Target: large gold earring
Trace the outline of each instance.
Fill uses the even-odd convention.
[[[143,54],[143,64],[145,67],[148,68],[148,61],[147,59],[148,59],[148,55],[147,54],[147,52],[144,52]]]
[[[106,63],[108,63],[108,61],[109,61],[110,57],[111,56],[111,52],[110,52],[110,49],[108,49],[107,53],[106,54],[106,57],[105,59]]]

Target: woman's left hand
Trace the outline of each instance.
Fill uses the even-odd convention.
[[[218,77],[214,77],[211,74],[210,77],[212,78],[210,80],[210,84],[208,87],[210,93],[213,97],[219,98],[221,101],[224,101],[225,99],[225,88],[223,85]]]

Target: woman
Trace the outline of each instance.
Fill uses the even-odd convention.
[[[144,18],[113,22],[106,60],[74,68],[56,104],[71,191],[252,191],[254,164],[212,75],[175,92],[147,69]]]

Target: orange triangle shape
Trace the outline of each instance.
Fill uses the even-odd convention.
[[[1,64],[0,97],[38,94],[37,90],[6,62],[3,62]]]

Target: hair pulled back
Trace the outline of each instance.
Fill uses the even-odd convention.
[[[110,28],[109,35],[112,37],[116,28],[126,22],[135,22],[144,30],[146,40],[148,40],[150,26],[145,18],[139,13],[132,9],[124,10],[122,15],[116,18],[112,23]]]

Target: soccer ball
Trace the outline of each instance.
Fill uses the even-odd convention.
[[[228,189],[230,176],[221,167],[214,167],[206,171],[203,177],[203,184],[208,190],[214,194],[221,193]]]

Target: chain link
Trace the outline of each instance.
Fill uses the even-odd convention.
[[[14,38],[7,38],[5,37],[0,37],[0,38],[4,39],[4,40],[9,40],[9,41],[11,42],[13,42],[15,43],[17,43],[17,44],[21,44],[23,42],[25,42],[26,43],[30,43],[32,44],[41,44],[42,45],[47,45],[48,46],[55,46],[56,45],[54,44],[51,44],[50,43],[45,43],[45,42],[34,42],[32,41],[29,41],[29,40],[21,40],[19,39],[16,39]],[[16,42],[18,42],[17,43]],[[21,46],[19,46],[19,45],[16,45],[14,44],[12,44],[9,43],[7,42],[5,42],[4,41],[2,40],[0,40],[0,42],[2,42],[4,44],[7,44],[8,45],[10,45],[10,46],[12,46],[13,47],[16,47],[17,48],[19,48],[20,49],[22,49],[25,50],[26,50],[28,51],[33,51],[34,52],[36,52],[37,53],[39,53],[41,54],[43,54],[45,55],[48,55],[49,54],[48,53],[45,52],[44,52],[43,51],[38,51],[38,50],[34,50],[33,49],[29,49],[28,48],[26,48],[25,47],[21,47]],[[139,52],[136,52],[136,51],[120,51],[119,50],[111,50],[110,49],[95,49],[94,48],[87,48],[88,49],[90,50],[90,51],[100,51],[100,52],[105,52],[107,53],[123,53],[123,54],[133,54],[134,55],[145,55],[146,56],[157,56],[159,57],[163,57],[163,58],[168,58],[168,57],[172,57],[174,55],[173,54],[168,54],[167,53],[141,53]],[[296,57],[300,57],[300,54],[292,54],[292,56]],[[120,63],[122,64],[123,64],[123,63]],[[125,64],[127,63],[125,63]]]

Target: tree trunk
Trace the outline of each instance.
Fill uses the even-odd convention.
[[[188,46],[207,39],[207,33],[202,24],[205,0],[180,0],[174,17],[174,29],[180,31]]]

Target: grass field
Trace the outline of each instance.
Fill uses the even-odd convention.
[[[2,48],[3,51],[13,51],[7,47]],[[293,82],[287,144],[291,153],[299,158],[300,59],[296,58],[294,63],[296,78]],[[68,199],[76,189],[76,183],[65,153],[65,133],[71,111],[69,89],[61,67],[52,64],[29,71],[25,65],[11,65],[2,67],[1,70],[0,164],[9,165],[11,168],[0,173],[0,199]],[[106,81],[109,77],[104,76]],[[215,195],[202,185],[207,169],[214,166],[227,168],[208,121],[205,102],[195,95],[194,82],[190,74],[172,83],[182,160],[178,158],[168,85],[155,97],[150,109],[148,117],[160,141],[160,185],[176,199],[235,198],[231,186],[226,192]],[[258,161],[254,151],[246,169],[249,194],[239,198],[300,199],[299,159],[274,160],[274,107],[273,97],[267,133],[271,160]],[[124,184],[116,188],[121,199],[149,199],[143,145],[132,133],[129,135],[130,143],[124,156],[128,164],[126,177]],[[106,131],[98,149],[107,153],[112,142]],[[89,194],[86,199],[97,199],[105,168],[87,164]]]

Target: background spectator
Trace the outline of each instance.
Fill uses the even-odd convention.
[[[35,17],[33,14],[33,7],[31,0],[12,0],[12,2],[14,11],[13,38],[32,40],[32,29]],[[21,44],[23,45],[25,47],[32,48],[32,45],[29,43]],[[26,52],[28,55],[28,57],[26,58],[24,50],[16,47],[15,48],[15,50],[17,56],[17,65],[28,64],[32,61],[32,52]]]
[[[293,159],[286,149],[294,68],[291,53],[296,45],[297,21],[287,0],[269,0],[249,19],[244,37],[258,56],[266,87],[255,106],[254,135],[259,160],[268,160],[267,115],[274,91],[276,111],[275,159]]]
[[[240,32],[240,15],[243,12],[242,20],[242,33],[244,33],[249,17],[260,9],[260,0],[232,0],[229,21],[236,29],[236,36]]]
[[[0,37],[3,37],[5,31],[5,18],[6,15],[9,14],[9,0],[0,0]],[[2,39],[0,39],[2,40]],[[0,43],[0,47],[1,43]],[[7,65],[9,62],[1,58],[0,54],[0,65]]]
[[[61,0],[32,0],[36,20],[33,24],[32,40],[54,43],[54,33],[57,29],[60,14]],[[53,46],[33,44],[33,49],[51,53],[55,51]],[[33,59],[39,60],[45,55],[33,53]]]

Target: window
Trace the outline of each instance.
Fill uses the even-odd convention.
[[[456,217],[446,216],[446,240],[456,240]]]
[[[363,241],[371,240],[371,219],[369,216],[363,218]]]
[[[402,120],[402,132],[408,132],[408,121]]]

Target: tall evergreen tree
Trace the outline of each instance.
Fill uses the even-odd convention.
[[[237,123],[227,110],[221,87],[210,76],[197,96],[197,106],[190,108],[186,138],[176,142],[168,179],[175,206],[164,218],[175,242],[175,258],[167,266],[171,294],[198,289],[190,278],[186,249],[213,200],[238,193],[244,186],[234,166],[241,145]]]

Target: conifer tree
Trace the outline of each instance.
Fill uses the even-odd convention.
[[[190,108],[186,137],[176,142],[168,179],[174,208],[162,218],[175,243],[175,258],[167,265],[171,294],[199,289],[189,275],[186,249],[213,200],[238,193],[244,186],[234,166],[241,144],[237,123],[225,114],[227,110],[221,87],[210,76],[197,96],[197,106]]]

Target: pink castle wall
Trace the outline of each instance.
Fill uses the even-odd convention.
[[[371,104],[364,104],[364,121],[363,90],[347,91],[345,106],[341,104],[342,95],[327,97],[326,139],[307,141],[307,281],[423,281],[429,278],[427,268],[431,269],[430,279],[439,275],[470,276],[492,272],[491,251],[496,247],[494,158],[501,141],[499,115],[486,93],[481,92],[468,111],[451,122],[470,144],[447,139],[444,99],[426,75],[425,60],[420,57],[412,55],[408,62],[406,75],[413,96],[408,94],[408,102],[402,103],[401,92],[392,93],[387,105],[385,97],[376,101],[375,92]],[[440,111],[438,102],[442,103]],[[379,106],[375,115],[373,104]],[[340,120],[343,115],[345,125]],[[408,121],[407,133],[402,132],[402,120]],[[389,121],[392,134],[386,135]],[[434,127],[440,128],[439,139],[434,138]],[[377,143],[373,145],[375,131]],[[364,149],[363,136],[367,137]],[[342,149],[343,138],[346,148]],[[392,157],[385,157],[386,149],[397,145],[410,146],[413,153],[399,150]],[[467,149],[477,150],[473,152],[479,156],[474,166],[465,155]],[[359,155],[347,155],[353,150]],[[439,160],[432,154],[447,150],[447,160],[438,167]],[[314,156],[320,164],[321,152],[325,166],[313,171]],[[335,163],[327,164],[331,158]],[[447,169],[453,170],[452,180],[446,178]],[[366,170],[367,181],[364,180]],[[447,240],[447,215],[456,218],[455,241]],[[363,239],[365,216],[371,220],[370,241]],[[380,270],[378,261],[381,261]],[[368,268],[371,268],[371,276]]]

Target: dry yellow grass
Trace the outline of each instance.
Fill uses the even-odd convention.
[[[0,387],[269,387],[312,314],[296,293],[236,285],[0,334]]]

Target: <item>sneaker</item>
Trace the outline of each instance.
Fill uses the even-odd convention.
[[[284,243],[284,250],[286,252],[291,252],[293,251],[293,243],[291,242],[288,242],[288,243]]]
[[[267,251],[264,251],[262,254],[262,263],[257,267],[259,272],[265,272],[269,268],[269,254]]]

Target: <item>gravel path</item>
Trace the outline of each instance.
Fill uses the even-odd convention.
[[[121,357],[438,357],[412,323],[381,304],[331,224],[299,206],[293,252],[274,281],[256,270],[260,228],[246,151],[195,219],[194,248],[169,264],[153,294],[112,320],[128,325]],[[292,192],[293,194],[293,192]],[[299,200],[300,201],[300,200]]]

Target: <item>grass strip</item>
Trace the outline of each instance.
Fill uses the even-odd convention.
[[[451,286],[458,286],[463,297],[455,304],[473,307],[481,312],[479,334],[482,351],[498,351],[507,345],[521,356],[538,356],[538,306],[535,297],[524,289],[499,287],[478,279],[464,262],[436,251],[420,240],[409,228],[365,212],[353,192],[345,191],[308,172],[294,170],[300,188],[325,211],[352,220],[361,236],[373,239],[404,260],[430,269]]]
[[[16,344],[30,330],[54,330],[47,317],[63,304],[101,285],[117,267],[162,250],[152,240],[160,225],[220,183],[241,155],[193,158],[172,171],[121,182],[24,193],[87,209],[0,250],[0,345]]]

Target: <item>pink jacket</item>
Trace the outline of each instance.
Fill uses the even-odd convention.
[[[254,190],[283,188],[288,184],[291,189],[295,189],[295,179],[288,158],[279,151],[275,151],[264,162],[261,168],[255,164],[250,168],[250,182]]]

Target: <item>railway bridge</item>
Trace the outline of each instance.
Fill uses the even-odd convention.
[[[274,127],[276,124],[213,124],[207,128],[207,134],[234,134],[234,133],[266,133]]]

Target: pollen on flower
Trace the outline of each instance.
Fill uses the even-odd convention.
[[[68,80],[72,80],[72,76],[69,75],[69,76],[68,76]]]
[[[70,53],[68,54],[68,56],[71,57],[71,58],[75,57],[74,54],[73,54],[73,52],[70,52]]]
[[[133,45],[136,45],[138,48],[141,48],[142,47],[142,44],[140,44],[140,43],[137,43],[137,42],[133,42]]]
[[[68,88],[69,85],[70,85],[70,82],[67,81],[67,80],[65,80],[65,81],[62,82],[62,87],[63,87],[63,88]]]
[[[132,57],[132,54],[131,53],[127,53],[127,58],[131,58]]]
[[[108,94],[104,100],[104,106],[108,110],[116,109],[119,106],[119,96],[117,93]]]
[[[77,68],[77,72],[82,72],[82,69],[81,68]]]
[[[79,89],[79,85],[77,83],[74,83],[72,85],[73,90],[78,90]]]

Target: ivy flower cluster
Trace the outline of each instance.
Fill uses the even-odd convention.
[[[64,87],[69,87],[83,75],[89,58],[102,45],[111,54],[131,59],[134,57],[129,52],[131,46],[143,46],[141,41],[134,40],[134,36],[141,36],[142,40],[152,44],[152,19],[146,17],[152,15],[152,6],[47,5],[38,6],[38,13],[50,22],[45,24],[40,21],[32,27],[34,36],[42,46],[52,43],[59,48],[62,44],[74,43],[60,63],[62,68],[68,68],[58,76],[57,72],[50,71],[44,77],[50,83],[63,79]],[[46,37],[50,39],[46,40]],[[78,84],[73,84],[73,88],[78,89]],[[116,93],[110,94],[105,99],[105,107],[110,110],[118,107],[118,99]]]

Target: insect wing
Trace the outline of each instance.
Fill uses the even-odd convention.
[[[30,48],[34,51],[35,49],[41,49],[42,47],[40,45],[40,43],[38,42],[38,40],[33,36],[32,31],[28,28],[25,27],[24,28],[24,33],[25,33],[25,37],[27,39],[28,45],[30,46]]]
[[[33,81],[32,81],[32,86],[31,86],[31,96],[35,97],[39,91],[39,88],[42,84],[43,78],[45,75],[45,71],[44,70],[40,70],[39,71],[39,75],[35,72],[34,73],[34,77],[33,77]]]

**********

• STATED PROBLEM: Reproduce verbatim the items from the line with "Target: <item>grass strip</item>" to the line with "[[[79,89],[79,85],[77,83],[74,83],[72,85],[73,90],[78,90]]]", both of those lines included.

• PROBLEM SOLUTION:
Target: <item>grass strip</item>
Trace the outline of each instance.
Fill uses the even-odd convention.
[[[451,286],[458,286],[463,297],[455,304],[473,307],[481,312],[479,334],[482,351],[498,351],[507,345],[521,356],[538,356],[538,306],[535,297],[524,289],[499,287],[478,279],[464,262],[436,251],[420,240],[409,228],[365,212],[353,192],[345,191],[308,172],[294,170],[300,188],[325,211],[352,220],[361,236],[373,239],[404,260],[430,269]]]
[[[16,344],[30,330],[54,330],[47,317],[63,304],[101,285],[117,267],[162,250],[152,240],[160,225],[220,183],[241,155],[193,158],[172,171],[121,182],[24,193],[87,209],[0,250],[0,345]]]

Target: <item>pink jacket</item>
Trace the outline of each instance.
Fill uses the even-odd convention.
[[[254,190],[283,188],[288,184],[291,189],[295,189],[295,179],[288,158],[279,151],[275,151],[264,162],[261,168],[255,164],[250,168],[250,182]]]

Target: <item>railway bridge</item>
Trace the outline of each instance.
Fill uses the even-odd convention.
[[[274,127],[276,124],[213,124],[207,128],[207,134],[234,134],[234,133],[266,133]]]

Target: pollen on flower
Trace the outline of each instance.
Fill uses the even-odd convention.
[[[68,80],[72,80],[72,76],[69,75],[69,76],[68,76]]]
[[[70,53],[68,54],[68,56],[71,57],[71,58],[75,57],[74,54],[73,54],[73,52],[70,52]]]
[[[133,45],[136,45],[138,48],[141,48],[142,47],[142,44],[140,44],[140,43],[137,43],[137,42],[133,42]]]
[[[68,88],[69,85],[70,85],[70,82],[67,81],[67,80],[65,80],[65,81],[62,82],[62,87],[63,87],[63,88]]]
[[[132,57],[132,54],[131,53],[127,53],[127,58],[131,58]]]
[[[108,94],[104,100],[104,106],[108,110],[116,109],[119,106],[119,96],[117,93]]]
[[[77,68],[77,72],[82,72],[82,69],[81,68]]]
[[[79,89],[79,85],[77,83],[74,83],[72,85],[73,90],[78,90]]]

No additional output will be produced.